§ **EXERCISE DESCRIPTION**
Exactly as written, retype the listing below, omitting the pictures.

§ **SUPPLIED MATERIAL**
--- START ---

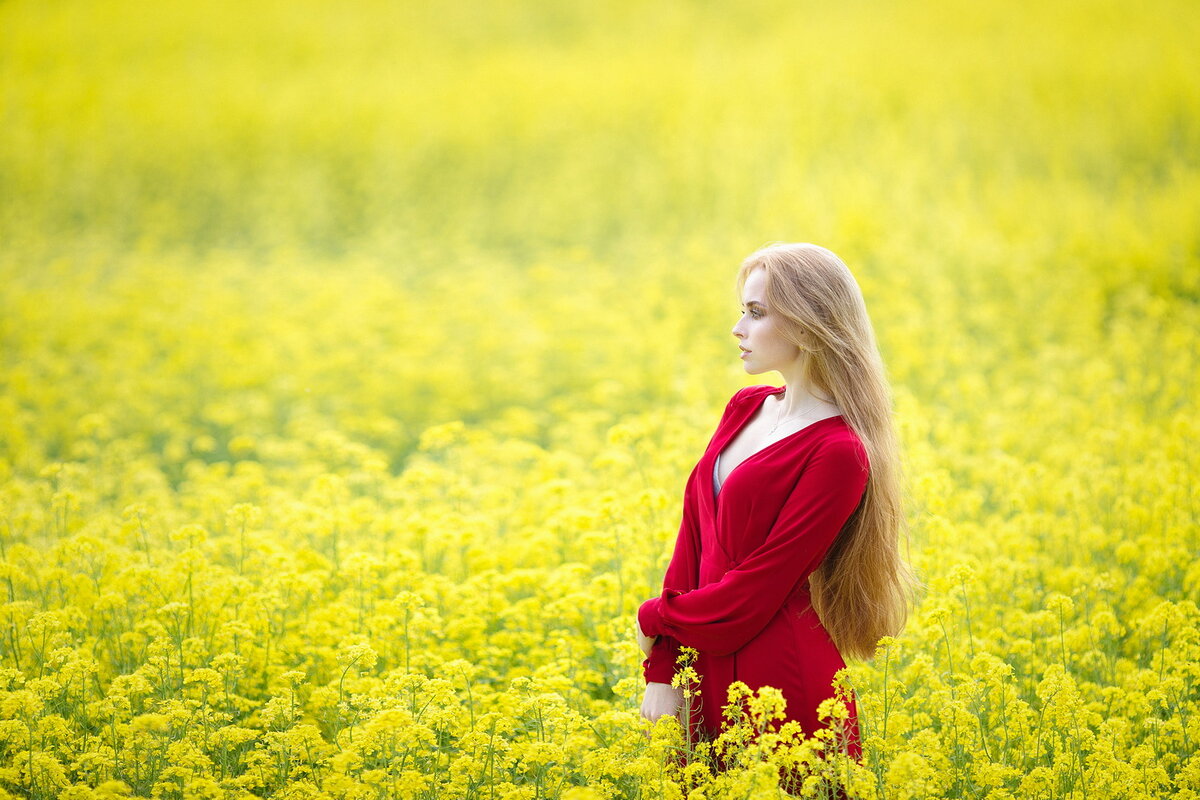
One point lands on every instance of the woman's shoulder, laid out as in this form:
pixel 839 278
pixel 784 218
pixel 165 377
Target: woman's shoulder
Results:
pixel 838 440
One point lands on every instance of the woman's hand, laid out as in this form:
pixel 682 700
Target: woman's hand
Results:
pixel 661 701
pixel 645 642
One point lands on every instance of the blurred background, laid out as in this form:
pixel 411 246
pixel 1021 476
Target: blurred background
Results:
pixel 346 313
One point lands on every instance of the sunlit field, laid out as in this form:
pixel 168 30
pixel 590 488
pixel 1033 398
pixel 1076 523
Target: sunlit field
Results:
pixel 353 358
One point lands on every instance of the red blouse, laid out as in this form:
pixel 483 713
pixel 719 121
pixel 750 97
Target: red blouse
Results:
pixel 737 588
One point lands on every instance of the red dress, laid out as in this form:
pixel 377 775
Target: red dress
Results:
pixel 737 588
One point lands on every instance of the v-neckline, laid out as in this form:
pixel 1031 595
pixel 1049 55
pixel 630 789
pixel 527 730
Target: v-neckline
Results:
pixel 718 489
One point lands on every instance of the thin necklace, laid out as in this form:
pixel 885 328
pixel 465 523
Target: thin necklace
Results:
pixel 780 420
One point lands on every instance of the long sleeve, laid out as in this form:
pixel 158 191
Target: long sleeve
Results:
pixel 682 575
pixel 724 615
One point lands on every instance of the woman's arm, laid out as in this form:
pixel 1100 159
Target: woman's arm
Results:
pixel 682 575
pixel 721 617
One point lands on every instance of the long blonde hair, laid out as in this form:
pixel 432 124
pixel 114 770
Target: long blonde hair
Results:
pixel 863 585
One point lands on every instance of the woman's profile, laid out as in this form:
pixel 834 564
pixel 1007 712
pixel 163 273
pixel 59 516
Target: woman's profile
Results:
pixel 787 558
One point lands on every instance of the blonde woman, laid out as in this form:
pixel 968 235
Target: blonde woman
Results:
pixel 787 559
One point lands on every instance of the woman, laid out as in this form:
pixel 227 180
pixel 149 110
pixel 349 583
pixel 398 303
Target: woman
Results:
pixel 787 557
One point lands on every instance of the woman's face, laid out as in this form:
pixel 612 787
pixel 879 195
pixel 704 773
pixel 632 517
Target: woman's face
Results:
pixel 763 348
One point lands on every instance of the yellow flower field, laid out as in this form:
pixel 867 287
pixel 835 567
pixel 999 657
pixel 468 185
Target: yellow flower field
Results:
pixel 353 358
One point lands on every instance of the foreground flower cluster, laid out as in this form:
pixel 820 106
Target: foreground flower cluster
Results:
pixel 345 426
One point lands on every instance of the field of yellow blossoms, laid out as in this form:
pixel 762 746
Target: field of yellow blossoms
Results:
pixel 353 356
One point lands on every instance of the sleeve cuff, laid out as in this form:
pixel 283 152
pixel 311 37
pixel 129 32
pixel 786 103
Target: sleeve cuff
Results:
pixel 658 671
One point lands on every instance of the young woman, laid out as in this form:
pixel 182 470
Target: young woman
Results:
pixel 787 558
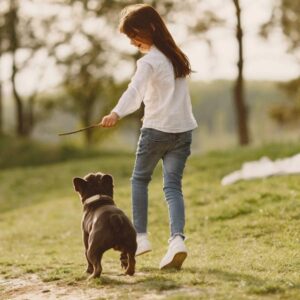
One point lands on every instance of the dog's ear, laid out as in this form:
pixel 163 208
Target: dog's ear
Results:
pixel 79 184
pixel 107 180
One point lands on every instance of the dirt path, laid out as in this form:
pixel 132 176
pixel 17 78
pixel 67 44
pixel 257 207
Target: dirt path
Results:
pixel 30 287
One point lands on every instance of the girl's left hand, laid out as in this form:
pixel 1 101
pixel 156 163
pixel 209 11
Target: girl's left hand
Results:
pixel 109 120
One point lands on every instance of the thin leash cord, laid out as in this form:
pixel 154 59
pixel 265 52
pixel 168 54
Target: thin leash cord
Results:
pixel 79 130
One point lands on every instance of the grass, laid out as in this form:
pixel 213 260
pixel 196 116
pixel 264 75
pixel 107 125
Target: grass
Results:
pixel 243 239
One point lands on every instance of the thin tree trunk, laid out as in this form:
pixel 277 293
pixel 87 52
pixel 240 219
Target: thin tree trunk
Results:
pixel 239 96
pixel 1 95
pixel 14 46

--- END ---

§ **RESPONSE TO THE TASK**
One point lands on every instance of the woman's shoulder, laid out as in this form:
pixel 839 278
pixel 784 218
pixel 165 377
Target: woman's shoulder
Results:
pixel 838 440
One point lands on every instance of the woman's hand, laid out as in this form:
pixel 682 700
Target: woman's hand
Results:
pixel 661 701
pixel 645 642
One point lands on every instance of the blurred background, laid out as in this form:
pixel 411 246
pixel 1021 476
Target: blurred background
Results:
pixel 346 313
One point lands on every instance of the sunlit field, laid out as in this form:
pixel 168 30
pixel 590 488
pixel 1033 398
pixel 1076 523
Target: sunlit field
Results:
pixel 353 358
One point lands on every instance of the red blouse, laid out as in this form:
pixel 483 713
pixel 719 121
pixel 750 97
Target: red blouse
Results:
pixel 737 588
One point lands on every instance of the red dress, laid out as in this form:
pixel 377 775
Target: red dress
Results:
pixel 737 588
One point lands on every instance of the v-neckline, laid out as in this form:
pixel 1031 595
pixel 1049 55
pixel 630 789
pixel 527 730
Target: v-neckline
Results:
pixel 718 489
One point lands on every instance of the thin necklace, laid out as in this form:
pixel 885 328
pixel 465 523
Target: thin necklace
Results:
pixel 780 420
One point lands on every instance of the long sleeve, laid out as in this form:
pixel 158 191
Target: long sleeve
Results:
pixel 682 575
pixel 724 615
One point lands on every instance of the woman's arm, laid out as in this form:
pixel 1100 159
Target: woman's arm
Results:
pixel 682 575
pixel 721 617
One point lands on every instance of the long blonde hair, laid out as in this form:
pixel 432 124
pixel 114 770
Target: long blonde hair
Results:
pixel 863 585
One point lands on every instance of the woman's profile, laid out as in this form:
pixel 834 564
pixel 1007 712
pixel 163 273
pixel 59 516
Target: woman's profile
Results:
pixel 787 558
One point lands on every instance of the blonde woman, laid out as in this form:
pixel 968 235
Target: blonde woman
Results:
pixel 787 559
One point lands on every instance of the woman, laid out as in this form:
pixel 227 180
pixel 149 110
pixel 349 583
pixel 398 303
Target: woman
Results:
pixel 787 557
One point lands on every instance of the woman's face, laid out as in this form:
pixel 612 787
pixel 879 195
pixel 704 773
pixel 632 517
Target: woman's face
Results:
pixel 763 348
One point lands on every instance of the yellow flower field, laid out as in this form:
pixel 867 287
pixel 835 567
pixel 999 657
pixel 468 185
Target: yellow flower field
Results:
pixel 353 358
One point lands on every instance of the foreground flower cluster, laid out as in this form:
pixel 820 106
Target: foreground flower cluster
Results:
pixel 345 426
One point lands on every instance of the field of yellow blossoms, laid out as in this form:
pixel 762 746
Target: field of yellow blossoms
Results:
pixel 353 356
One point lands on every instance of the sleeve cuff, laid out as in this form:
pixel 283 152
pixel 311 37
pixel 129 32
pixel 786 103
Target: sleeve cuff
Results:
pixel 658 671
One point lands on every instance of the young woman, laid out as in this form:
pixel 182 470
Target: young woman
Results:
pixel 787 558
One point lands on every instance of the dog's ear, laid out as in this form:
pixel 163 208
Target: dog's ear
Results:
pixel 79 184
pixel 107 180
One point lands on every instance of the dirt path, laid out as in this form:
pixel 132 176
pixel 17 78
pixel 67 44
pixel 257 207
Target: dirt path
Results:
pixel 30 287
One point lands on every instance of the girl's left hand, laid out as in this form:
pixel 1 101
pixel 156 163
pixel 209 11
Target: girl's left hand
Results:
pixel 109 120
One point lands on every instance of the thin leash cord, laid out as in this form:
pixel 154 59
pixel 265 52
pixel 168 54
Target: thin leash cord
Results:
pixel 79 130
One point lands on every instance of the grass, laid out as in this form:
pixel 213 260
pixel 196 116
pixel 264 75
pixel 107 125
Target: grass
Results:
pixel 243 239
One point lands on every instance of the thin tree trunk, laid out as in this form:
pixel 277 293
pixel 87 52
pixel 240 219
Target: thin tree trunk
Results:
pixel 239 96
pixel 1 95
pixel 14 46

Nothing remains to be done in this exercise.